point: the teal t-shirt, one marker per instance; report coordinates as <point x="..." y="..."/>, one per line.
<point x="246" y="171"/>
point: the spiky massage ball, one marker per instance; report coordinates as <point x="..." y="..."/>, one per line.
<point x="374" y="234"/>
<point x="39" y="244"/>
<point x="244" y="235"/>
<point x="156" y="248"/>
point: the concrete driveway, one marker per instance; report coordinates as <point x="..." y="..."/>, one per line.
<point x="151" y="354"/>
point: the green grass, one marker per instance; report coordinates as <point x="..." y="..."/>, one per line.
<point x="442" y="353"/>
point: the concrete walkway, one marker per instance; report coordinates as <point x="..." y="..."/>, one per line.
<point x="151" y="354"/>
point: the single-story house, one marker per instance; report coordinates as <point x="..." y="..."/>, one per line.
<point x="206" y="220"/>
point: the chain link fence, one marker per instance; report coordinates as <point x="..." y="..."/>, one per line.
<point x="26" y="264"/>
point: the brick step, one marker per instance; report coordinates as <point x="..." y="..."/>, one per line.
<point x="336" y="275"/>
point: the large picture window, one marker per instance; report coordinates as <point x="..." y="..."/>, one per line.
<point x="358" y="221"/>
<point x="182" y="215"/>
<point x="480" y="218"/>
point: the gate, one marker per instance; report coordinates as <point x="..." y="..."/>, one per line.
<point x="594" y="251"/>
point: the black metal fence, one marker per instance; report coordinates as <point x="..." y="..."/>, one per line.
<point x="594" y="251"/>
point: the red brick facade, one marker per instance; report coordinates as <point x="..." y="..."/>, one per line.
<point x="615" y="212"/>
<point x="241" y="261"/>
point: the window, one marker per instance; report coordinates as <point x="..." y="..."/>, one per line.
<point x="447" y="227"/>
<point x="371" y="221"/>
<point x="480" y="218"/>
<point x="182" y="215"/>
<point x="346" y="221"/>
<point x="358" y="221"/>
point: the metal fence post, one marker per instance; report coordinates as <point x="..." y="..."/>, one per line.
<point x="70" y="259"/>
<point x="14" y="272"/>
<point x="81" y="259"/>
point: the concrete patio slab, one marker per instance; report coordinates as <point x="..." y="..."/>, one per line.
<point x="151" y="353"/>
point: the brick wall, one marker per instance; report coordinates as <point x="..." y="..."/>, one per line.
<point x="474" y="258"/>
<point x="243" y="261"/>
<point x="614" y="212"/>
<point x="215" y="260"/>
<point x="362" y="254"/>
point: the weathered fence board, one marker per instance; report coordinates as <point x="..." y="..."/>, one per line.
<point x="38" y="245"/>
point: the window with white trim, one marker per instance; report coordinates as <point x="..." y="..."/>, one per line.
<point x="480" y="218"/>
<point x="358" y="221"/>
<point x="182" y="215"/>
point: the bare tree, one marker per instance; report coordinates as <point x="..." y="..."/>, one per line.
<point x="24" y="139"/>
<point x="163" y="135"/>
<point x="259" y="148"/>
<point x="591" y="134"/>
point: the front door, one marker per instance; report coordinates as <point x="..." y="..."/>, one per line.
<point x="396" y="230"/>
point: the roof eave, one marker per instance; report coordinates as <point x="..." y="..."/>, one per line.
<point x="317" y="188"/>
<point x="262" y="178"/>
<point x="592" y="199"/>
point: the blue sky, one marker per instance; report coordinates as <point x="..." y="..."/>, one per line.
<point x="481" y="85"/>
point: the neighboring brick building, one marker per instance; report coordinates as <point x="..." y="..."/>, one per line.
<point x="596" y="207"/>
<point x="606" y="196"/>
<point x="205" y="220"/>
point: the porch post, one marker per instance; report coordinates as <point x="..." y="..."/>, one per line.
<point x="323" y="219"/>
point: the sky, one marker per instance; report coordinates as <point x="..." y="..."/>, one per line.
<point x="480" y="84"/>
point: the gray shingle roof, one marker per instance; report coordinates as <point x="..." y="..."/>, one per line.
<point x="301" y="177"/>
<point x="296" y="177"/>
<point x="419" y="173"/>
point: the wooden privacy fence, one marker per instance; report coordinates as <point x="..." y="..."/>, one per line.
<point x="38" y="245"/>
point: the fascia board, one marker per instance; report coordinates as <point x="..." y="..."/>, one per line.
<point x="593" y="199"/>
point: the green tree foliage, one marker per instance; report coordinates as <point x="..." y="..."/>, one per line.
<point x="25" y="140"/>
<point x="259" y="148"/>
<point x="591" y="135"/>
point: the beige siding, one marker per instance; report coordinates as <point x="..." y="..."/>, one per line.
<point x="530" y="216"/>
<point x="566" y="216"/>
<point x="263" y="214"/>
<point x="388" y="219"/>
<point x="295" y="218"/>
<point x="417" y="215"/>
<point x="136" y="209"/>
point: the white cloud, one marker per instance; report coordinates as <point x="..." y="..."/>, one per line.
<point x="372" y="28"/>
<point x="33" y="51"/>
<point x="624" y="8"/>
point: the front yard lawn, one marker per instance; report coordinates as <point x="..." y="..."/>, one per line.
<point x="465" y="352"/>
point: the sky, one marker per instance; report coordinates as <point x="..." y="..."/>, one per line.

++++++++++++++++++++

# [Assignment]
Every entry that appears above should be duplicated exactly.

# [Output of the exercise]
point: the teal t-shirt, one marker per instance; report coordinates as <point x="..." y="..."/>, one per line.
<point x="246" y="171"/>
point: the spiky massage ball, one marker per instance; report coordinates as <point x="..." y="..."/>, one per line.
<point x="374" y="234"/>
<point x="39" y="244"/>
<point x="244" y="235"/>
<point x="156" y="248"/>
point: the concrete driveway, one marker per instance; report coordinates as <point x="..." y="..."/>, one per line.
<point x="151" y="354"/>
point: the green grass, one marker per instance; report coordinates as <point x="..." y="..."/>, one per line.
<point x="442" y="353"/>
point: the concrete walkway, one marker per instance; report coordinates as <point x="..." y="..."/>, one per line.
<point x="151" y="354"/>
point: the single-story house, one marker per instance; report coordinates as <point x="..." y="..."/>, one per line.
<point x="206" y="220"/>
point: the chain link fence, one marker per instance; report coordinates as <point x="..." y="..."/>, one per line.
<point x="26" y="264"/>
point: the brick step, one marker per instance; report coordinates as <point x="..." y="..."/>, one per line.
<point x="336" y="275"/>
point: the large picture window, one marker per instance; report coordinates as <point x="..." y="..."/>, one per line.
<point x="358" y="221"/>
<point x="182" y="215"/>
<point x="480" y="218"/>
point: the gate, one marker per instance; report coordinates as <point x="..." y="..."/>, one per line.
<point x="594" y="251"/>
point: the black metal fence, one marker per instance; report coordinates as <point x="..." y="..."/>, one per line.
<point x="594" y="251"/>
point: the red brick facade, one marker per instance; report coordinates as <point x="..." y="..."/>, one per line.
<point x="615" y="212"/>
<point x="241" y="261"/>
point: the window, one marker per instance; report coordinates as <point x="..." y="..."/>, one per line.
<point x="447" y="227"/>
<point x="371" y="221"/>
<point x="480" y="218"/>
<point x="182" y="215"/>
<point x="346" y="221"/>
<point x="358" y="221"/>
point: the metal fence post, one marker per instance; report coordinates as <point x="..." y="..."/>, one per line.
<point x="70" y="259"/>
<point x="14" y="272"/>
<point x="81" y="259"/>
point: the concrete patio slab, one marker per instance; report coordinates as <point x="..." y="..."/>, one per line.
<point x="151" y="353"/>
point: the brick wall, one marker per instance; report coordinates as <point x="..." y="..."/>, one per line.
<point x="474" y="258"/>
<point x="243" y="261"/>
<point x="614" y="212"/>
<point x="215" y="260"/>
<point x="362" y="254"/>
point: the weathered fence board, one marker per instance; report coordinates as <point x="..." y="..."/>, one per line.
<point x="38" y="245"/>
point: the window with white trim, one marker per instance; report coordinates as <point x="..." y="..."/>, one per line.
<point x="480" y="218"/>
<point x="358" y="221"/>
<point x="182" y="215"/>
point: the bare tree, one marker per instance; report coordinates as <point x="..." y="..."/>, one per line.
<point x="24" y="139"/>
<point x="163" y="135"/>
<point x="259" y="148"/>
<point x="591" y="134"/>
point: the front door, one marker per instance; report coordinates as <point x="..." y="..."/>, one per line.
<point x="396" y="230"/>
point: the roof eave, one marker per instance; report coordinates as <point x="..." y="..."/>, one per line.
<point x="317" y="188"/>
<point x="262" y="178"/>
<point x="592" y="199"/>
point: the blue sky, one marker per instance; report coordinates as <point x="..." y="..."/>, one per line.
<point x="481" y="85"/>
point: the neighboring brick building, one marker per instance; report coordinates as <point x="..." y="..."/>, one per line.
<point x="596" y="207"/>
<point x="606" y="196"/>
<point x="205" y="220"/>
point: the porch post, one marker per instance; report coordinates as <point x="..." y="..."/>, one per line.
<point x="323" y="219"/>
point: the sky, one marker per instance; report coordinates as <point x="..." y="..."/>, one per line.
<point x="480" y="84"/>
point: the gray shingle roof, one marker per instance; report coordinates as <point x="..." y="..."/>, one per line.
<point x="301" y="177"/>
<point x="296" y="177"/>
<point x="419" y="173"/>
point: the wooden privacy fence, one marker per instance; report coordinates as <point x="..." y="..."/>, one per line.
<point x="38" y="245"/>
point: the fascia board, one marker per instance; report coordinates as <point x="..." y="..."/>, one per line.
<point x="593" y="199"/>
point: the green tree foliage, one marker per instance; report coordinates as <point x="..." y="..."/>, one per line.
<point x="25" y="140"/>
<point x="259" y="148"/>
<point x="591" y="135"/>
point: the beige siding, one marker per instance; report coordinates as <point x="..." y="..."/>, one per line.
<point x="530" y="216"/>
<point x="566" y="216"/>
<point x="263" y="214"/>
<point x="388" y="219"/>
<point x="295" y="218"/>
<point x="417" y="215"/>
<point x="136" y="209"/>
point: the white cloud, one marker per instance; report coordinates as <point x="..." y="..."/>, one per line.
<point x="372" y="28"/>
<point x="33" y="51"/>
<point x="624" y="8"/>
point: the front yard lawn, one marker per instance; report coordinates as <point x="..." y="..."/>, one per line.
<point x="465" y="352"/>
point: the sky, one marker per instance; report coordinates as <point x="..." y="..."/>, one per line.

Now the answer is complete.